*Information supplied*:
## START

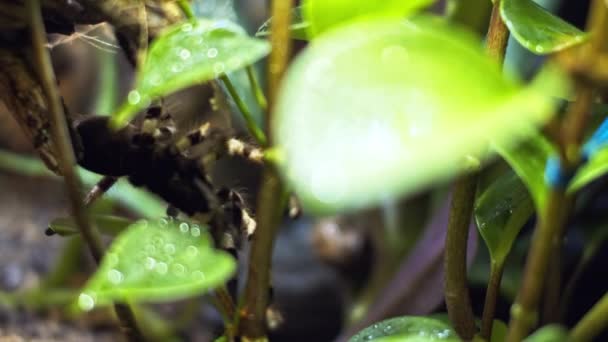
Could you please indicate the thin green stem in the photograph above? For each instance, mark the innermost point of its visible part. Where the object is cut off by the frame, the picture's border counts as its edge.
(256, 89)
(66, 156)
(252, 323)
(593, 323)
(548, 233)
(489, 307)
(253, 127)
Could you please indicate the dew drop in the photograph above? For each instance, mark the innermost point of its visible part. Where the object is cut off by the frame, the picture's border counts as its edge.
(86, 302)
(161, 268)
(178, 269)
(187, 27)
(183, 227)
(112, 258)
(134, 97)
(169, 248)
(191, 251)
(115, 276)
(218, 67)
(184, 54)
(150, 249)
(150, 263)
(212, 53)
(196, 232)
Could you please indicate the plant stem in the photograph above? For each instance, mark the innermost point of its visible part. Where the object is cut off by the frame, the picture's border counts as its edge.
(272, 198)
(256, 89)
(456, 291)
(253, 127)
(489, 307)
(99, 189)
(548, 233)
(594, 321)
(498, 35)
(457, 297)
(65, 154)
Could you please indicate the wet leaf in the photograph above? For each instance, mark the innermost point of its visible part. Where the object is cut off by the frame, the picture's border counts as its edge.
(549, 333)
(107, 224)
(407, 329)
(500, 212)
(188, 54)
(154, 261)
(538, 30)
(395, 121)
(528, 161)
(298, 28)
(325, 14)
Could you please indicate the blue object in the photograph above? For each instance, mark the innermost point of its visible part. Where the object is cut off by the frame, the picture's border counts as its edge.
(556, 176)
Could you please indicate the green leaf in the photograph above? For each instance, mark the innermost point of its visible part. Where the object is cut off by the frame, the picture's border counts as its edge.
(325, 14)
(107, 224)
(297, 30)
(538, 30)
(383, 108)
(549, 333)
(155, 261)
(187, 54)
(528, 161)
(500, 212)
(407, 329)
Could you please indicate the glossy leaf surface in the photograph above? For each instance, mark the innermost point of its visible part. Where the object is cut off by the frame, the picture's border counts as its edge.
(407, 329)
(155, 261)
(188, 54)
(370, 111)
(538, 30)
(528, 160)
(323, 15)
(500, 212)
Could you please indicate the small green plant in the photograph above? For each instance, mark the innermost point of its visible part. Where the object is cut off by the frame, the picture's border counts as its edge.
(384, 101)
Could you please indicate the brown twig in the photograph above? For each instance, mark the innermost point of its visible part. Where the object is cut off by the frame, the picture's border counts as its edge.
(272, 195)
(548, 233)
(456, 290)
(457, 297)
(65, 154)
(99, 189)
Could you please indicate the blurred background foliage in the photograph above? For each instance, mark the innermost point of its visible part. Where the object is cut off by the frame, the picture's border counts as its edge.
(336, 275)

## END

*Directive*: Please copy the records word for word, beginning at the line that contains "Could you please indicate the small" and continuing through the end of the records.

*Complete answer*:
Could you please indicate the small green plant in the photograph above? For each instance, mark the innermost point of its visible part. Where the object is cut off by the frame, the picture's border counts as its edge.
(384, 101)
Could you please indicate the brown twig in the photograph above? For each instance, mark the innermost point of its visible part. Where the object is cut off by the frame, the picture's border counts as its edge.
(272, 195)
(548, 233)
(456, 290)
(457, 297)
(65, 154)
(99, 189)
Could you please indicate the blurred background foliage in the photograph above? For each instance, mark the innermost point of its visible part. Where the object is cut off by the frame, the picture's border counts as its edge.
(336, 275)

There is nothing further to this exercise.